What is being asked
From the excerpt below on vancomycin use in febrile neutropenia, extract verbatim the passage that opens with the words containing "Introduction: National guidelines" and closes with "vancomycin as warranted.".

Excerpt to read
————
Introduction: National guidelines do not support routine empiric vancomycin use in the initial management of febrile neutropenia (FN) and only recommend it in patients with specific clinical indications. This bi-phasic quality improvement project aimed to evaluate current vancomycin use in FN and improve compliance with a guideline-driven algorithm (GDA) to ensure appropriate prescribing and therapy duration in a community hospital.

Methods: Phase I was a retrospective review of charts of adults receiving empiric vancomycin therapy for FN at a community hospital. Phase II was a prospective review of charts of patients with FN, who received pharmacist-led interventions, to improve de-escalation of vancomycin as warranted.
————
Source information
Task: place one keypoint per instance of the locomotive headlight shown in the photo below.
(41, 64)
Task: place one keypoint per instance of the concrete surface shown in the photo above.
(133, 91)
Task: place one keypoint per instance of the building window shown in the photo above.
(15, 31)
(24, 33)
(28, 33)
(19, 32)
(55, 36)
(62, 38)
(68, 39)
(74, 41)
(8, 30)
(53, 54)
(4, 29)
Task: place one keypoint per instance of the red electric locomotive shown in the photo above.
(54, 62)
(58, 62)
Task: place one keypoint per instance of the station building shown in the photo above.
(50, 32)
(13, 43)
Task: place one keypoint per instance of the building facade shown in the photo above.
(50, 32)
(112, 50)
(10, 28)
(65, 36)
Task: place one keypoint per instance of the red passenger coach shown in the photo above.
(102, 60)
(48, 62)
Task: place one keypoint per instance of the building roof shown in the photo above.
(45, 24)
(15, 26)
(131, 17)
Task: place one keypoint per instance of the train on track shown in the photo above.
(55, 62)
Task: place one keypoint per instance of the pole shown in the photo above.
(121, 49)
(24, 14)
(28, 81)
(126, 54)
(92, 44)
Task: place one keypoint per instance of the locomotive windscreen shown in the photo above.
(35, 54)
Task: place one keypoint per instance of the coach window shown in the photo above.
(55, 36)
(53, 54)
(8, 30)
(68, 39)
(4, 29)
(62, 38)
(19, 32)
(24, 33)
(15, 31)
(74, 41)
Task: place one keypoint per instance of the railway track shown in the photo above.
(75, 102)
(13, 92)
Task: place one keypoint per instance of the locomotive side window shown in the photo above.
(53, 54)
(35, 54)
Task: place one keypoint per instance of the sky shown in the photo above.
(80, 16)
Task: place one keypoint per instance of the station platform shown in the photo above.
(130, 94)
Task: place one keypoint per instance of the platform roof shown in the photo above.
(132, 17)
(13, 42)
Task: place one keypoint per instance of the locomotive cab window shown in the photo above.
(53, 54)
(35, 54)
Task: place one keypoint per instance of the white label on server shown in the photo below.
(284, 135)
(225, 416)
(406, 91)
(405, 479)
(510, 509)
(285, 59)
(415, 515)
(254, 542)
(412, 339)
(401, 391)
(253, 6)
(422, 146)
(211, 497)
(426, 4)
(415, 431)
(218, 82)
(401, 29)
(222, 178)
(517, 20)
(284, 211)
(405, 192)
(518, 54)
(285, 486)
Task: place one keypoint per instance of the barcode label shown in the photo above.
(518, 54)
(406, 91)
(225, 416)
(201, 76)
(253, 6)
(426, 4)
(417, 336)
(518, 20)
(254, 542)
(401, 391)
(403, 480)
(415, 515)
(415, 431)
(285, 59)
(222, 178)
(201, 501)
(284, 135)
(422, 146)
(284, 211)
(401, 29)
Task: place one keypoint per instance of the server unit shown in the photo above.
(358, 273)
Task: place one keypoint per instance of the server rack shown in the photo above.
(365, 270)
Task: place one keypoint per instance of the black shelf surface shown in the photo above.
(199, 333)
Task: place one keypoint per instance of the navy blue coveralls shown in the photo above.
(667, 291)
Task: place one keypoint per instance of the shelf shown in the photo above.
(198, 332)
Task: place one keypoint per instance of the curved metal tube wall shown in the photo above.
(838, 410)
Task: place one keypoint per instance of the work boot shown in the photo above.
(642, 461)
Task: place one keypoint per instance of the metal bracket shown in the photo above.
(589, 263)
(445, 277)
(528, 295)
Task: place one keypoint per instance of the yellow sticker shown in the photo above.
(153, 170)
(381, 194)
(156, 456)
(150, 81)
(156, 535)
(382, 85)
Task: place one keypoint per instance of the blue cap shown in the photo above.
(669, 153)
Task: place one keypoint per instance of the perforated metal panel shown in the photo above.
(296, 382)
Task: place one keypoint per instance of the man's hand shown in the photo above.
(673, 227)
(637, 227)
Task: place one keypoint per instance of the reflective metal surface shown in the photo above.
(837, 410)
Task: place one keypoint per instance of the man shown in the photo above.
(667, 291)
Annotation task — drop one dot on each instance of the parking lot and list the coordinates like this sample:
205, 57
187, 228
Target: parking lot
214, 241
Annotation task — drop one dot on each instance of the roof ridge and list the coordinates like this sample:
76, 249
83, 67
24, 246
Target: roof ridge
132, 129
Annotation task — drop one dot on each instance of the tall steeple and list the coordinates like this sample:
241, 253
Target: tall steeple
————
Output for this exercise
Introduction: National guidelines do not support routine empiric vancomycin use in the initial management of febrile neutropenia (FN) and only recommend it in patients with specific clinical indications. This bi-phasic quality improvement project aimed to evaluate current vancomycin use in FN and improve compliance with a guideline-driven algorithm (GDA) to ensure appropriate prescribing and therapy duration in a community hospital.

Methods: Phase I was a retrospective review of charts of adults receiving empiric vancomycin therapy for FN at a community hospital. Phase II was a prospective review of charts of patients with FN, who received pharmacist-led interventions, to improve de-escalation of vancomycin as warranted.